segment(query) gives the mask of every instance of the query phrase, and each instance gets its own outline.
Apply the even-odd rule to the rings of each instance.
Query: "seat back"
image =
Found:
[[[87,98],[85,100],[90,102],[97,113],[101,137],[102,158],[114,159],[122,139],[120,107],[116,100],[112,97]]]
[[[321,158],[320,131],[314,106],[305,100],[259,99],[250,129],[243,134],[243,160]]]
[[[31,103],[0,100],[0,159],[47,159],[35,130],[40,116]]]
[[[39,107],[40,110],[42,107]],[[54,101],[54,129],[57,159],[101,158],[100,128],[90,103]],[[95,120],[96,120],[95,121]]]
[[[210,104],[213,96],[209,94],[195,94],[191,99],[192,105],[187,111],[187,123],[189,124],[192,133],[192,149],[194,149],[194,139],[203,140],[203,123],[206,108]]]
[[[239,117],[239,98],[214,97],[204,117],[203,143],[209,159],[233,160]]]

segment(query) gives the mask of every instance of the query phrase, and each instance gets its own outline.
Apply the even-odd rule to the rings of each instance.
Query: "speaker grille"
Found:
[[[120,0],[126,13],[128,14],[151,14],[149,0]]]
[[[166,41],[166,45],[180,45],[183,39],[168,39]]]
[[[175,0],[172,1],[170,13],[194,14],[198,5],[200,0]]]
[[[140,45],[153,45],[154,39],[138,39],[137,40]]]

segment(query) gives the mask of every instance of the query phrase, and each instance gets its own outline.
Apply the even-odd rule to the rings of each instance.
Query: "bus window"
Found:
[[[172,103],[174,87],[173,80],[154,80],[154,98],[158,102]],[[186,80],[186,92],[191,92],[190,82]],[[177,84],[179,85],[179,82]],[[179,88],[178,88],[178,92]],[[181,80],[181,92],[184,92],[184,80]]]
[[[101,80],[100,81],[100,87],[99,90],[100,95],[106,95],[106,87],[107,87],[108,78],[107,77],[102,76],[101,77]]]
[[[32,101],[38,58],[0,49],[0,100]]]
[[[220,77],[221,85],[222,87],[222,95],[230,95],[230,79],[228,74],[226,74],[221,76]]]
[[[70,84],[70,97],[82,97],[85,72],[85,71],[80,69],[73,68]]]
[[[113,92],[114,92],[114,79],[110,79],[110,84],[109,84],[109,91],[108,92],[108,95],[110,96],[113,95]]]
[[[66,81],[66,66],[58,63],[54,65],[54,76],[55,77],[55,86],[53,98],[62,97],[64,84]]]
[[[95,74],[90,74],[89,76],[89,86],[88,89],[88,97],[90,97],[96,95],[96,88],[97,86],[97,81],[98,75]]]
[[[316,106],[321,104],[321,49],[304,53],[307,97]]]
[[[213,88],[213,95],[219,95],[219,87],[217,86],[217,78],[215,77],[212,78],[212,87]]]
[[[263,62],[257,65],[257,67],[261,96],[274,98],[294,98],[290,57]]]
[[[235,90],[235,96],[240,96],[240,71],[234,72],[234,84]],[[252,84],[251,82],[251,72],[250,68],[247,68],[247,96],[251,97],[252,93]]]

════

▶ [Description of the task]: Copy out every line of the material above verbatim, leaving nothing out and changing nothing.

▶ [Full answer]:
segment(query) gives the mask of every instance of the query phrase, and each instance gets its own outline.
Apply the even-odd rule to the rings of each instance.
Query: "seat back"
image =
Found:
[[[87,98],[85,100],[90,102],[97,113],[101,137],[102,158],[114,159],[122,139],[120,107],[116,100],[112,97]]]
[[[321,158],[320,131],[314,106],[305,100],[259,99],[250,129],[243,134],[243,160]]]
[[[31,103],[0,100],[0,159],[47,159],[35,130],[40,116]]]
[[[39,107],[40,110],[42,107]],[[54,101],[54,129],[57,159],[101,158],[100,128],[90,103]],[[95,120],[96,120],[95,121]]]
[[[210,104],[213,96],[209,94],[195,94],[191,99],[192,105],[187,111],[187,123],[189,124],[192,133],[192,149],[194,149],[194,139],[203,140],[203,123],[206,108]]]
[[[239,117],[239,98],[214,97],[204,117],[203,143],[209,159],[233,160]]]

segment(query) gives the mask of every instance of the query phrase, and each instance gets its own outline.
Apply the even-odd rule to the rings of each instance.
Query: "speaker grille"
Found:
[[[120,0],[126,13],[128,14],[151,14],[149,0]]]
[[[166,41],[166,45],[180,45],[183,39],[168,39]]]
[[[175,0],[172,1],[170,13],[194,14],[198,5],[200,0]]]
[[[140,45],[153,45],[154,39],[138,39],[137,40]]]

segment(query) gives the mask of every instance of the query phrase, and each instance gets its own outline.
Apply the even-odd rule to the rings of each instance.
Query: "bus window"
Found:
[[[172,103],[174,87],[173,80],[154,80],[154,98],[158,102]],[[186,80],[186,92],[191,92],[190,82]],[[177,84],[179,85],[179,82]],[[179,88],[178,88],[178,92]],[[181,80],[181,92],[184,92],[184,80]]]
[[[101,80],[100,81],[100,87],[99,90],[100,95],[106,95],[106,87],[107,87],[108,78],[107,77],[102,76],[101,77]]]
[[[32,101],[38,58],[0,49],[0,100]]]
[[[220,77],[221,85],[222,87],[222,95],[230,95],[230,79],[228,74],[226,74],[221,76]]]
[[[70,84],[70,97],[82,97],[85,72],[85,71],[80,69],[73,68]]]
[[[113,92],[114,92],[114,79],[110,79],[110,84],[109,84],[109,91],[108,92],[108,95],[110,96],[113,95]]]
[[[66,81],[66,66],[58,63],[54,65],[54,76],[55,77],[55,86],[53,98],[62,97],[64,84]]]
[[[95,74],[90,74],[89,76],[89,86],[88,89],[88,97],[90,97],[96,95],[96,88],[97,86],[97,81],[98,75]]]
[[[316,106],[321,104],[321,49],[304,53],[307,97]]]
[[[213,88],[213,95],[219,95],[219,87],[217,86],[217,78],[215,77],[212,78],[212,87]]]
[[[263,62],[257,65],[257,67],[261,96],[274,98],[294,98],[290,57]]]
[[[235,90],[235,96],[240,96],[240,71],[234,72],[234,84]],[[252,84],[251,82],[251,72],[250,68],[247,68],[247,96],[251,97],[252,93]]]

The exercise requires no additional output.